_SUPPLIED DATA_.
# # # # #

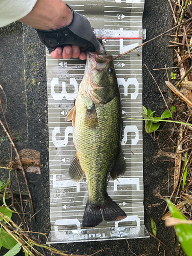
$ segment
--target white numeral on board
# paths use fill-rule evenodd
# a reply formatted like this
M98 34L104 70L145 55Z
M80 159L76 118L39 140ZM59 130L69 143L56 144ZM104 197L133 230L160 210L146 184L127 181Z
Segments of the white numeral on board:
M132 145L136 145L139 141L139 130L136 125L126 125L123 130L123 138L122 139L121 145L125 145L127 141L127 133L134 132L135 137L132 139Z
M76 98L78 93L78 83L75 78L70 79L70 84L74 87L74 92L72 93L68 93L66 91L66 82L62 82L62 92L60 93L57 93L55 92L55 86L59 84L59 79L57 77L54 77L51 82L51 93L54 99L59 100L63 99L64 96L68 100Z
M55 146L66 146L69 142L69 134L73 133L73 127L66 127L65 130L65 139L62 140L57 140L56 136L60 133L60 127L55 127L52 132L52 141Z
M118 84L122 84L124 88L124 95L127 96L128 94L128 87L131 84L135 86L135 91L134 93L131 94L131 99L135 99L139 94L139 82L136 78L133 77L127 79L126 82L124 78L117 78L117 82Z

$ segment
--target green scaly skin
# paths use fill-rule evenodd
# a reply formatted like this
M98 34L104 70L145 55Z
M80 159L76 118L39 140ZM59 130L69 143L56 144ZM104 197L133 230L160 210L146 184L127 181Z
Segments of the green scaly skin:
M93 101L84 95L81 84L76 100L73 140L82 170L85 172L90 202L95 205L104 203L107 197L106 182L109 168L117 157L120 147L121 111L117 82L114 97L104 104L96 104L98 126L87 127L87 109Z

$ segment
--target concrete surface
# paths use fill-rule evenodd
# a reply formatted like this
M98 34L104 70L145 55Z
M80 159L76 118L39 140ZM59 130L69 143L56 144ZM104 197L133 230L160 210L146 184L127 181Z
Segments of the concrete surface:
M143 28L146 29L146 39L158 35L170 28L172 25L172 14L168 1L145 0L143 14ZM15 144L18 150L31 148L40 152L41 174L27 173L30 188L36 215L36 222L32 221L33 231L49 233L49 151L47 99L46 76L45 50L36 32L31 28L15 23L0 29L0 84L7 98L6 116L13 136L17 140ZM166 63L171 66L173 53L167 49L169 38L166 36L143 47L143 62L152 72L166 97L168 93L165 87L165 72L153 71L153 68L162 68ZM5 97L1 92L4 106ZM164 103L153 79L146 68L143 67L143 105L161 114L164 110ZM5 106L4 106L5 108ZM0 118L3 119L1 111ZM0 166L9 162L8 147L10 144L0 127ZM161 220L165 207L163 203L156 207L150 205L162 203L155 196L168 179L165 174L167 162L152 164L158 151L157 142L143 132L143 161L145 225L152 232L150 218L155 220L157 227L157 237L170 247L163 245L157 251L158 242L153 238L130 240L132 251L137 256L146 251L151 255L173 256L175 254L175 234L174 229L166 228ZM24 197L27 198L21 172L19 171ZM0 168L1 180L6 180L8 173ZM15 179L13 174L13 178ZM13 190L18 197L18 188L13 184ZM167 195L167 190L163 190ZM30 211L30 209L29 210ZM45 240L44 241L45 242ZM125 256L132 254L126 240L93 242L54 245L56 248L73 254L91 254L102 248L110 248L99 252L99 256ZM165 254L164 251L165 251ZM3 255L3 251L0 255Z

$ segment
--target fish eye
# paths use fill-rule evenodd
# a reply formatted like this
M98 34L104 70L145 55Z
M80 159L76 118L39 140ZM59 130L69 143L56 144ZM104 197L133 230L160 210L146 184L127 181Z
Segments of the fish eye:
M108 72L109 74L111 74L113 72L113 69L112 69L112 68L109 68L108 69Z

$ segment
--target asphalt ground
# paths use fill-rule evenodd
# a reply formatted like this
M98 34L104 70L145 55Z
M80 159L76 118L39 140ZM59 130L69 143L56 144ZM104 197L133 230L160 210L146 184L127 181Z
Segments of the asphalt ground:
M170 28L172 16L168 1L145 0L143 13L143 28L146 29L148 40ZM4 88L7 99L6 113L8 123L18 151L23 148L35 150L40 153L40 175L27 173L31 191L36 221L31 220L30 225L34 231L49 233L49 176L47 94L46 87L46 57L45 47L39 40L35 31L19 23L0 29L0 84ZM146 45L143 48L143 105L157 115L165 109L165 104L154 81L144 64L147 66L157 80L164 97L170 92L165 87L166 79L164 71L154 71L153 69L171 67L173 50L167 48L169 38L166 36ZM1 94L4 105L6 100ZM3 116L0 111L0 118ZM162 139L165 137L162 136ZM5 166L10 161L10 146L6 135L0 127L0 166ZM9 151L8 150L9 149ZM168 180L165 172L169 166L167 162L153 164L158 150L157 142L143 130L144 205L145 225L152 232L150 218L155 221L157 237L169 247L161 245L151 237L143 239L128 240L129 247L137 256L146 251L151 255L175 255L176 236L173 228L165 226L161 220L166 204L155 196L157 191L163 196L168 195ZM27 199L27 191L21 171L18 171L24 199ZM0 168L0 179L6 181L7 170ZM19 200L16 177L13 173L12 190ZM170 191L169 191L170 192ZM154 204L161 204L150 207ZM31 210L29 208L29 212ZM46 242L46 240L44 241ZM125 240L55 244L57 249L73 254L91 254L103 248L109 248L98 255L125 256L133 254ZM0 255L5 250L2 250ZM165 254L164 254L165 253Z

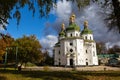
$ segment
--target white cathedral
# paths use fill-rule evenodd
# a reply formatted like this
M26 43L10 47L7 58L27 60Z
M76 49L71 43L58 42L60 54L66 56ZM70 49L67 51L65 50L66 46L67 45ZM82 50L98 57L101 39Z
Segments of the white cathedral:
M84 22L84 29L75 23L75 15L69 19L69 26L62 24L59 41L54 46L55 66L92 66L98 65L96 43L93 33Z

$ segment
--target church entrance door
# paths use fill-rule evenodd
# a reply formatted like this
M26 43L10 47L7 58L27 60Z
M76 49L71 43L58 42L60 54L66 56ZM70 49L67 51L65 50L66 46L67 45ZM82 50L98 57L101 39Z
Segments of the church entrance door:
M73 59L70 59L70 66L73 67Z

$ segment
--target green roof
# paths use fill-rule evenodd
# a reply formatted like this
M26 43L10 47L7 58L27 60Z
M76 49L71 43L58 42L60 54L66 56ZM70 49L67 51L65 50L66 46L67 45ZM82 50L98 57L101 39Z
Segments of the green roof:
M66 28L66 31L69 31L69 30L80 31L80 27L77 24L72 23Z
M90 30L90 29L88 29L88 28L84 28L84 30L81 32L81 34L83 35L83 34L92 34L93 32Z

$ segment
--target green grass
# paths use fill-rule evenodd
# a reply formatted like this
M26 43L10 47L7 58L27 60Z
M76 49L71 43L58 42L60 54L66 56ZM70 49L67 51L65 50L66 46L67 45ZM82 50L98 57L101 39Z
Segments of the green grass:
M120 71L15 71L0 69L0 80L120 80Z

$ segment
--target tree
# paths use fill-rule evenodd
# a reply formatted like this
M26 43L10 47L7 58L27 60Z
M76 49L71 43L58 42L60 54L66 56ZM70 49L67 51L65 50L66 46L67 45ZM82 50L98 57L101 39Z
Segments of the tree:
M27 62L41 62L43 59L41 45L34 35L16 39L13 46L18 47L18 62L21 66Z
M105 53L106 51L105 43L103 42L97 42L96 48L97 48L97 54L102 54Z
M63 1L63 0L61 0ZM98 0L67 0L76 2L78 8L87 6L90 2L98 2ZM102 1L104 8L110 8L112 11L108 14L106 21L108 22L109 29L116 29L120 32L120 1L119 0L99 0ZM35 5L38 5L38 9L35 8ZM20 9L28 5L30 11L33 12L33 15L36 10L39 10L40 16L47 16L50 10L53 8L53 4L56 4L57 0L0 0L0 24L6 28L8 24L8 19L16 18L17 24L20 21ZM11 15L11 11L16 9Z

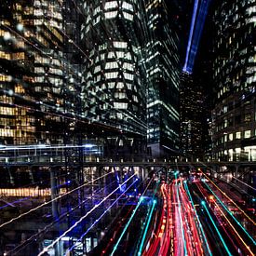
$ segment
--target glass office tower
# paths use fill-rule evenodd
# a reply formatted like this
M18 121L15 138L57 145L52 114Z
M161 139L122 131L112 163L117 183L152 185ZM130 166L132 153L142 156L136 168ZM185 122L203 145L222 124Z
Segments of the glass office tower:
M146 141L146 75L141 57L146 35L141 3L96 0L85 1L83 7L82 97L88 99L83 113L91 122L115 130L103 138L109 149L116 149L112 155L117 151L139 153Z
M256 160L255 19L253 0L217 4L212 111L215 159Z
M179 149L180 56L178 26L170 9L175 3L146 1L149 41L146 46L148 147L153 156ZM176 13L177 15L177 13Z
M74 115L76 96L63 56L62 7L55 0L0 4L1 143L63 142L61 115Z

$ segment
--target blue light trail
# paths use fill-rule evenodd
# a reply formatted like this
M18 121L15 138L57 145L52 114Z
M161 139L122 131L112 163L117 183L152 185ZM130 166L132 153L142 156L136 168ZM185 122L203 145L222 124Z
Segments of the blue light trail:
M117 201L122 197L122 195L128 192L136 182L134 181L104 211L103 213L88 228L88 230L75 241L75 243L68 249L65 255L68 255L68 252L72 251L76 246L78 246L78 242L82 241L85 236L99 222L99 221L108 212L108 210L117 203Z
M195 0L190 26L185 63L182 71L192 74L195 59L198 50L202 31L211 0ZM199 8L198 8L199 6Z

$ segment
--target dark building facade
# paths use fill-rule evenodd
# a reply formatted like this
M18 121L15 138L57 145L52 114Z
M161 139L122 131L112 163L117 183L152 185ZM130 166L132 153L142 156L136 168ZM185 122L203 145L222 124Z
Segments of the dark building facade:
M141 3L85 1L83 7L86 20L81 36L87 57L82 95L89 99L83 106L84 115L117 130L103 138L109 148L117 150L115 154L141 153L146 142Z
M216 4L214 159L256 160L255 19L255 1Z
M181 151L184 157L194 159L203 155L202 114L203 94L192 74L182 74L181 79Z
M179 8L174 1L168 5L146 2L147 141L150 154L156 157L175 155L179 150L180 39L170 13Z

# # # # #

_WHAT IS NEEDED_. Which lines in the items above contain the string "board", matched with case taken into account? Copy each such line in full.

_THE ANSWER_.
--target white numeral on board
Segments of the white numeral on board:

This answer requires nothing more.